**Görev verileri:**
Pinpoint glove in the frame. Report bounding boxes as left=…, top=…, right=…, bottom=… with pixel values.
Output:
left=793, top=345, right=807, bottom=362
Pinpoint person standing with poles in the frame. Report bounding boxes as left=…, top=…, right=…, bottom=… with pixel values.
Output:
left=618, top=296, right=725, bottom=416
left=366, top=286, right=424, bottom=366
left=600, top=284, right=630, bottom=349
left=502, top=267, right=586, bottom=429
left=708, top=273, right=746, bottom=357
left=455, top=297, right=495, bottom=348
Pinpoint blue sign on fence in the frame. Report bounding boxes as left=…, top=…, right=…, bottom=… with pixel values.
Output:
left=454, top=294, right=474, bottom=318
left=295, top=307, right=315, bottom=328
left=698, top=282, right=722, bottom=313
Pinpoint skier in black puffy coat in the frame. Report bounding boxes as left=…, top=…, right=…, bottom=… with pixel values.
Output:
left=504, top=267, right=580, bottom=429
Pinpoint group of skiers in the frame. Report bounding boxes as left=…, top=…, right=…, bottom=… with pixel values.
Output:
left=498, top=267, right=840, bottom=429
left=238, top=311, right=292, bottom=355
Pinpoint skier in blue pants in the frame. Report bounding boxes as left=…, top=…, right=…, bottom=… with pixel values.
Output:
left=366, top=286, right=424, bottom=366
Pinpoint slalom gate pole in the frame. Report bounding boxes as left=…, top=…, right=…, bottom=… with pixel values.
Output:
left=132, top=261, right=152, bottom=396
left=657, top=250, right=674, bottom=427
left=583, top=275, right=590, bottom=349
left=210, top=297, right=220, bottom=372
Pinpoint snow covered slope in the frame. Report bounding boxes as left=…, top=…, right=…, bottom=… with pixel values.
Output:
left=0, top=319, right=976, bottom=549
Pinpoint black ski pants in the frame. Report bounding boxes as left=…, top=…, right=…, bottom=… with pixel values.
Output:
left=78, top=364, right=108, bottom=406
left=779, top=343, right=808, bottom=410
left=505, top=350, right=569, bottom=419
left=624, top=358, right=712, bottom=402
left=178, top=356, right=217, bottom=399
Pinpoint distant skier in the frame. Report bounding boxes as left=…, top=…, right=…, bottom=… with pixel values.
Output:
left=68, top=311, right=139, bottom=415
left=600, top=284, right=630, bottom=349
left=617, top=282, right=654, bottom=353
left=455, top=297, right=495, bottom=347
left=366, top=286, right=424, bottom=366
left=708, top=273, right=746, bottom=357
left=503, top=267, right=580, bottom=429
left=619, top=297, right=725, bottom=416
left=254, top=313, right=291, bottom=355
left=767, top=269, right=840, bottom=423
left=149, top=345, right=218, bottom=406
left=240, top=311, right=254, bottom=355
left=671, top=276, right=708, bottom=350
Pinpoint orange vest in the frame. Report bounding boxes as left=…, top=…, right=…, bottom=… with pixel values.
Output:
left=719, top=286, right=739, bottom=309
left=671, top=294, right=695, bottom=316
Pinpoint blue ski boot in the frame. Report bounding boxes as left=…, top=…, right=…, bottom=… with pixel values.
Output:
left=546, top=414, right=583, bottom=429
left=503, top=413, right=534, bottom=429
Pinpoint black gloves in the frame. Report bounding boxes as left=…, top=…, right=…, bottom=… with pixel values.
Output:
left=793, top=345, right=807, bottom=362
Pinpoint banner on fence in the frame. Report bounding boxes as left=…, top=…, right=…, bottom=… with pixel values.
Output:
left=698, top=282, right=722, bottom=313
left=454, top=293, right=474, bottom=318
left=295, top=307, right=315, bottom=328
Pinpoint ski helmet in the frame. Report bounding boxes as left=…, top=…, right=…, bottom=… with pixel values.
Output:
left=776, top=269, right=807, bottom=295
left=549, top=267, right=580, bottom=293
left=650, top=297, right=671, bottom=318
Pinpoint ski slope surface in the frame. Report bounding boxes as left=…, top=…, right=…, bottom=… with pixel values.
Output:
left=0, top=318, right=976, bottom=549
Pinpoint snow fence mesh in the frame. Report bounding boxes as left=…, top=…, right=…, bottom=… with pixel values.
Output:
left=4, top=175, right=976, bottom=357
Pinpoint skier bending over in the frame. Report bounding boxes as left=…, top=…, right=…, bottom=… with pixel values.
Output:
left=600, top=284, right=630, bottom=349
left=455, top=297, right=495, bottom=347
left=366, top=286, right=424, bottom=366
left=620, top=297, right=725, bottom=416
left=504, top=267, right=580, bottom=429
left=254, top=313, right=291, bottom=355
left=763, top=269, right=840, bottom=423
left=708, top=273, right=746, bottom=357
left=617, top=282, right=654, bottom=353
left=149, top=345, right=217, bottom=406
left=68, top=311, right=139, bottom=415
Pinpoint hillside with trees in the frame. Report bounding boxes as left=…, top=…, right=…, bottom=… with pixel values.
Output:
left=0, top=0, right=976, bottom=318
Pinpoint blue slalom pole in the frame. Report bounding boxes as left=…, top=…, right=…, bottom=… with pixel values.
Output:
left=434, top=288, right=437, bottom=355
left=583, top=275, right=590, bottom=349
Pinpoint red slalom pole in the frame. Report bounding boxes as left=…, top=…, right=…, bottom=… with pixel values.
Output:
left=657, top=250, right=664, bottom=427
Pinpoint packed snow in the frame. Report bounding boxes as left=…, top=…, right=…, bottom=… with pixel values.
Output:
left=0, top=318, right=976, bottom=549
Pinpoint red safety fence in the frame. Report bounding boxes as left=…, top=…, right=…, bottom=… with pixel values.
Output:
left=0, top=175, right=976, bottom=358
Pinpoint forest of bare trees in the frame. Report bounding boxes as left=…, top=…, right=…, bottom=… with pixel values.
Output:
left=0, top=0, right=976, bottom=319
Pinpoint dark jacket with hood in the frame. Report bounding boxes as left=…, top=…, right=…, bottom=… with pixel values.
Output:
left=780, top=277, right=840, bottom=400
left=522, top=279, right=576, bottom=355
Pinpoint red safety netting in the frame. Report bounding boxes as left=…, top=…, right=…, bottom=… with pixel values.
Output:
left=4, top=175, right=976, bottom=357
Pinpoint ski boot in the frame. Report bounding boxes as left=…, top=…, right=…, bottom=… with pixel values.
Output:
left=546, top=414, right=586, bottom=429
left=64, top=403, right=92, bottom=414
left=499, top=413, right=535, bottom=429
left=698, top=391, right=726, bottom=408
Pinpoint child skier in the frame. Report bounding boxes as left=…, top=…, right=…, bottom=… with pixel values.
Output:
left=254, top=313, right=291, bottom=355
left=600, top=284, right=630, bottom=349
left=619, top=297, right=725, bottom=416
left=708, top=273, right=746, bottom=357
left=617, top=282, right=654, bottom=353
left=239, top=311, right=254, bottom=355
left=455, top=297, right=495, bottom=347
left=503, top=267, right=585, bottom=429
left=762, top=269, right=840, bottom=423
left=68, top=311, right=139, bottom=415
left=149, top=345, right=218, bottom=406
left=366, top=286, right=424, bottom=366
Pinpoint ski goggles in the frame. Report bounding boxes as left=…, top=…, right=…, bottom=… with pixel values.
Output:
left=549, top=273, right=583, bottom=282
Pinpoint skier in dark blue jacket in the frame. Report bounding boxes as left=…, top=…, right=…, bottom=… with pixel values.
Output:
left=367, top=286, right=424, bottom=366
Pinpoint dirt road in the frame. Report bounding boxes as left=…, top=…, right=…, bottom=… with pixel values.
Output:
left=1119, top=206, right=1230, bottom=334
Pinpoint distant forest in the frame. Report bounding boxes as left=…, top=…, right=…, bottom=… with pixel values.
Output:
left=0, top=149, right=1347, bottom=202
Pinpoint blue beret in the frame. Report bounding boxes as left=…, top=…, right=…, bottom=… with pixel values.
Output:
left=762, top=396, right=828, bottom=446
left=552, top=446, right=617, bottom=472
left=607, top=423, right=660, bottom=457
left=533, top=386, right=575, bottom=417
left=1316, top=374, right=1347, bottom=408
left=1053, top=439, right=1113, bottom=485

**Problem:** Yukarıdaki kayıtlarda "Pinpoint person standing" geçen satırdan başlayıp "left=238, top=311, right=292, bottom=355" geçen satıra kadar uzanan satırları, iki uç satır da dahil, hiçbir değişiklik yapmadan yeniden yazın.

**Nihai sonuç:**
Pinpoint person standing with poles in the frame. Report bounding boxes as left=…, top=…, right=…, bottom=… with pixel values.
Output:
left=618, top=296, right=725, bottom=416
left=366, top=286, right=424, bottom=366
left=600, top=284, right=630, bottom=349
left=502, top=267, right=586, bottom=429
left=708, top=273, right=746, bottom=357
left=455, top=297, right=495, bottom=348
Pinpoint blue sign on fence in the frame. Report bounding boxes as left=…, top=…, right=…, bottom=… with pixel values.
Output:
left=454, top=294, right=474, bottom=318
left=295, top=307, right=315, bottom=328
left=698, top=282, right=722, bottom=313
Pinpoint skier in black puffy coat in the frame. Report bounding boxes as left=…, top=…, right=…, bottom=… with pixel values.
Output:
left=504, top=267, right=580, bottom=429
Pinpoint group of skiers in the frame. Report bounding boxes as left=…, top=…, right=…, bottom=… with pixel values.
Output:
left=498, top=267, right=840, bottom=429
left=238, top=311, right=292, bottom=355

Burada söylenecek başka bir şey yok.